[READING PASSAGE]
^^^^^^^^^^^^^^^^

There's no real agreed-upon definition for AI, but in this course we'll consider it to be the mathematical study of intelligent action in a complex environment. We usually think about 4 different kinds of AI: systems that think like humans, act like humans, think rationally, or act rationally. The definitions usually differ along the dimensions of thinking vs. acting and human behaviour vs. idealized rational behaviour. In other words, we're trying to duplicate what the human brain does (passing the turing test), and what the human brain should do (acting rationally).

Overview of AI in popular perception: threats of superintelligence, automation displacing jobs, biases encoded in AI models, self-driving cars. Overview of the turing test, including issues like not being amenable to mathematical analysis, whether it's more important to understand underlying principles than mimicking true intelligence, and whether it's even a good test (we don't make planes by trying to make something so bird-like that it fools a bird). Overview of history of AI, like Turing's work, the Dartmouth meeting, AI winter, and modern computational AI.

^^^^^^^^^^^^^^^^

Rows from a pointing dataset

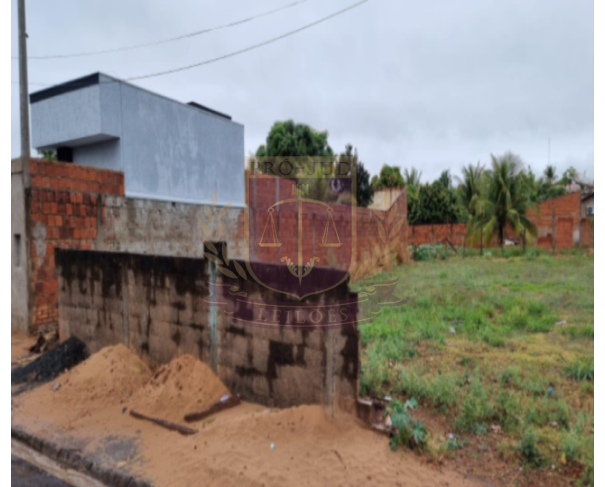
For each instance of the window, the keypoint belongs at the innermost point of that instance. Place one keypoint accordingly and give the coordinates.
(17, 249)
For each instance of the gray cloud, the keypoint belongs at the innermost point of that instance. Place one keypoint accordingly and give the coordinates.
(434, 85)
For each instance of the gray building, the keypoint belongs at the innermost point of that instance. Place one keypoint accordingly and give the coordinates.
(167, 150)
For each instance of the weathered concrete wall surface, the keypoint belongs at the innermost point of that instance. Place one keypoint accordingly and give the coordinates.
(63, 204)
(19, 290)
(167, 149)
(75, 207)
(557, 220)
(154, 305)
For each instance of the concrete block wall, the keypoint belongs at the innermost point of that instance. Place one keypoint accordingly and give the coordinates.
(154, 305)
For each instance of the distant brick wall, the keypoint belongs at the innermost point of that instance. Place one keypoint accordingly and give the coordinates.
(426, 234)
(154, 305)
(565, 227)
(63, 205)
(76, 207)
(267, 190)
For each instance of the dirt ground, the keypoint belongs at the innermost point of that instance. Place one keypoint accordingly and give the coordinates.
(19, 347)
(247, 445)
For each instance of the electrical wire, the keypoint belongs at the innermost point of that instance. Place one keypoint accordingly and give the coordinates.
(241, 51)
(165, 41)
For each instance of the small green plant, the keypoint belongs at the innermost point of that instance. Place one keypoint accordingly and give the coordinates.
(407, 431)
(581, 370)
(528, 449)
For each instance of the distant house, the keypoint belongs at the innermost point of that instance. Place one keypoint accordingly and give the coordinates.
(167, 150)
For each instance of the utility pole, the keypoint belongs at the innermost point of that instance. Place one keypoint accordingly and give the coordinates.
(23, 92)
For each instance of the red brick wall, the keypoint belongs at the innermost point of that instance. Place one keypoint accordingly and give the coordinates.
(424, 234)
(63, 207)
(265, 191)
(567, 222)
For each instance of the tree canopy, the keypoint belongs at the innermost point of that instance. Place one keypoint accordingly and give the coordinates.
(390, 177)
(504, 203)
(295, 140)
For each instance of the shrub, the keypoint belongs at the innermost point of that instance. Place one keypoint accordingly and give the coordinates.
(408, 432)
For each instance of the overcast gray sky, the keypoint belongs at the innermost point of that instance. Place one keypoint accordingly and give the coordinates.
(434, 84)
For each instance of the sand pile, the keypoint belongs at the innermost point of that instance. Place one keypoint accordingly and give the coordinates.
(107, 378)
(183, 386)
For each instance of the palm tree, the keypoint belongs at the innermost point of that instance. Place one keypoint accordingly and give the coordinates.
(505, 202)
(412, 177)
(412, 181)
(469, 186)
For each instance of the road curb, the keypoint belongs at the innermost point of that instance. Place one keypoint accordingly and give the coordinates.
(75, 461)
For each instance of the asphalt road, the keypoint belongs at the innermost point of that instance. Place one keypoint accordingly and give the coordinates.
(24, 474)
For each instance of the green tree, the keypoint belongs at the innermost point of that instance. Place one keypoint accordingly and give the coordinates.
(434, 204)
(445, 179)
(365, 192)
(412, 179)
(390, 177)
(505, 202)
(470, 186)
(570, 176)
(48, 154)
(290, 139)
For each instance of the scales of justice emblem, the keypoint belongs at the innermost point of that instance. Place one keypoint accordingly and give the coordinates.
(296, 245)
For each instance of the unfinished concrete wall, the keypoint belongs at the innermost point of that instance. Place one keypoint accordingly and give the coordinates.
(19, 290)
(155, 306)
(557, 220)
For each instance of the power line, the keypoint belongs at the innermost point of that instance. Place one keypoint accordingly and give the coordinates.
(241, 51)
(169, 40)
(247, 49)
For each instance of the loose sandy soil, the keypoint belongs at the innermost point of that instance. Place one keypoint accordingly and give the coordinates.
(232, 448)
(183, 386)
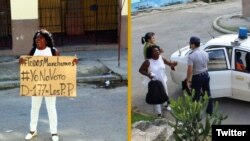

^^^^^^^^^^^^^^^^

[REQUESTS]
**a.** What reason does the AI course overview give for doubting whether the Turing test is a good test? Answer in one to three sentences.
**b.** In the rows, from the line with "For each instance of the power" up to and including the end of the rows, switch "keypoint" to "marker" and leave everything else unchanged. Give only those lines, and leave out any pictures.
The AI course overview and the rows have no connection to each other.

[SOLVED TASKS]
**a.** The overview uses an analogy: we don't build planes by making something so bird-like that it fools a bird. In the same way, mimicking a human well enough to pass the test may not be the right goal for building intelligence.

**b.**
For each instance of the power line, the marker belongs at the innermost point of that instance. Place one marker accordingly and give the coordinates.
(241, 51)
(169, 40)
(247, 49)
For each instance of the loose sandy soil, the marker belongs at the innermost point of that instance. Place one marker accordingly and give the coordinates.
(232, 448)
(183, 386)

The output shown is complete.